Region pointing data
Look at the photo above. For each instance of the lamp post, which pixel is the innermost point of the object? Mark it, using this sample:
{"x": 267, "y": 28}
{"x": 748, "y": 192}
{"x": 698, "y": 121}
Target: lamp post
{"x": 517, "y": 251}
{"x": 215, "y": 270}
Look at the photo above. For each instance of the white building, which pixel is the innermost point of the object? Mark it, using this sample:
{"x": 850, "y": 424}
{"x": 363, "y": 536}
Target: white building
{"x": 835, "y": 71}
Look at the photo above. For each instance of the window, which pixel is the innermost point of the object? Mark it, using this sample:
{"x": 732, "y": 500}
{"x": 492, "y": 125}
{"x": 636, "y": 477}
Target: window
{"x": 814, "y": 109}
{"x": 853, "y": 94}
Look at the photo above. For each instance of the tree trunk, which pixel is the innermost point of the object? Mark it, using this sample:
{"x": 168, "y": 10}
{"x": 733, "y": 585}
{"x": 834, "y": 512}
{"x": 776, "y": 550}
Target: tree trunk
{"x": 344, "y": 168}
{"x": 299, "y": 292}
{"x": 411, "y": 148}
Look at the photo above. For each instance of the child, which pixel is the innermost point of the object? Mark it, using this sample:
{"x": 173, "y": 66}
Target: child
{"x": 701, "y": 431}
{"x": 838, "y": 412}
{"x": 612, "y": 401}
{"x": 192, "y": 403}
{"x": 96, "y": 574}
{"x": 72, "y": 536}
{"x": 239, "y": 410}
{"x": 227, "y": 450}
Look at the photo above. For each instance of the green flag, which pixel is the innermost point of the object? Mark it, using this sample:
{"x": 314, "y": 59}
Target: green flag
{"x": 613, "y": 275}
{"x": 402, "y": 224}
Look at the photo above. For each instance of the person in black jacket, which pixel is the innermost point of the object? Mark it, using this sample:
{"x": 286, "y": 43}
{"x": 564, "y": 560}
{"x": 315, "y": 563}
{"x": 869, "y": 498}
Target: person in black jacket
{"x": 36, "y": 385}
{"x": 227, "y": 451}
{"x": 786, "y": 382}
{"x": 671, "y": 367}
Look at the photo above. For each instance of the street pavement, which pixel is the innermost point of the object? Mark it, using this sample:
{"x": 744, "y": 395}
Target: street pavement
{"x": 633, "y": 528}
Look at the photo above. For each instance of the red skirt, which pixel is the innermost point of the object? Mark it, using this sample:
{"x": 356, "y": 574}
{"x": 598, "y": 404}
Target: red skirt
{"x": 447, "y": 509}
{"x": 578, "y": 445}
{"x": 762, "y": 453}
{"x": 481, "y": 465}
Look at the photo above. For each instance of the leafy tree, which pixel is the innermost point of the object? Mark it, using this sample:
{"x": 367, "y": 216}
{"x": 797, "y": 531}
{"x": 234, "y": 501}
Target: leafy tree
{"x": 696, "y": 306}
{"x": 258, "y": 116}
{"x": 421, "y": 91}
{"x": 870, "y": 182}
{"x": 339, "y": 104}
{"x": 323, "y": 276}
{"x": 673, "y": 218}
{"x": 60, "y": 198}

◆ **Problem to solve**
Please give the data again in full, exactly as written.

◆ **Output for this exercise**
Look at the photo above. For each instance of the lamp post, which pixel is the innermost point of the object? Mark it, using this sample:
{"x": 267, "y": 28}
{"x": 748, "y": 192}
{"x": 698, "y": 121}
Target: lamp post
{"x": 517, "y": 251}
{"x": 215, "y": 270}
Look at the photo above. For each instance of the white building, which pixel is the innermost point of the object? Mark it, using this sample:
{"x": 850, "y": 424}
{"x": 363, "y": 536}
Target: white building
{"x": 835, "y": 71}
Look at the photo above. For each instance of the window, which pixel is the innermost point of the object? Mark it, using this sample:
{"x": 732, "y": 500}
{"x": 492, "y": 125}
{"x": 636, "y": 477}
Target: window
{"x": 814, "y": 109}
{"x": 853, "y": 94}
Look at the photo above. For each instance of the tree trunk, which pixel is the innermost point of the object? Mark it, using this sample:
{"x": 168, "y": 10}
{"x": 733, "y": 585}
{"x": 834, "y": 512}
{"x": 776, "y": 550}
Target: tree trunk
{"x": 344, "y": 168}
{"x": 299, "y": 292}
{"x": 411, "y": 148}
Look at the photo above. For each instance of the child, which pixel is the innermost point of the object? Mark it, using this sample:
{"x": 173, "y": 66}
Target: child
{"x": 701, "y": 431}
{"x": 838, "y": 412}
{"x": 612, "y": 401}
{"x": 192, "y": 403}
{"x": 96, "y": 574}
{"x": 72, "y": 536}
{"x": 239, "y": 410}
{"x": 227, "y": 450}
Look at the photo above. For each instance of the green flag, which pixel is the innermost point of the object? Mark it, using this sample:
{"x": 314, "y": 59}
Target: green flag
{"x": 613, "y": 275}
{"x": 402, "y": 224}
Look at the photo above. For each instance of the person in black jacket, which pixel is the innermost point of the object? Mark it, using this sample:
{"x": 286, "y": 43}
{"x": 564, "y": 560}
{"x": 315, "y": 563}
{"x": 869, "y": 498}
Target: person in black jacket
{"x": 36, "y": 385}
{"x": 227, "y": 451}
{"x": 786, "y": 382}
{"x": 671, "y": 367}
Look at the photo above. For each instance of the street pavement, which pixel is the innermost point of the object? Mark it, using this sample:
{"x": 744, "y": 395}
Target: street pavement
{"x": 633, "y": 528}
Look at the photo above. For each instance of the red skirt, which pixel is the innermost point of the object? Mark it, using this sample:
{"x": 356, "y": 574}
{"x": 598, "y": 404}
Target: red skirt
{"x": 447, "y": 509}
{"x": 578, "y": 445}
{"x": 762, "y": 453}
{"x": 481, "y": 465}
Look at the photo above. For each instance of the leafy tree, which pixel is the innermost point of the object? Mark it, using this sample:
{"x": 367, "y": 216}
{"x": 797, "y": 531}
{"x": 234, "y": 501}
Target: leafy tree
{"x": 696, "y": 306}
{"x": 258, "y": 116}
{"x": 421, "y": 91}
{"x": 870, "y": 182}
{"x": 339, "y": 104}
{"x": 323, "y": 276}
{"x": 673, "y": 218}
{"x": 60, "y": 198}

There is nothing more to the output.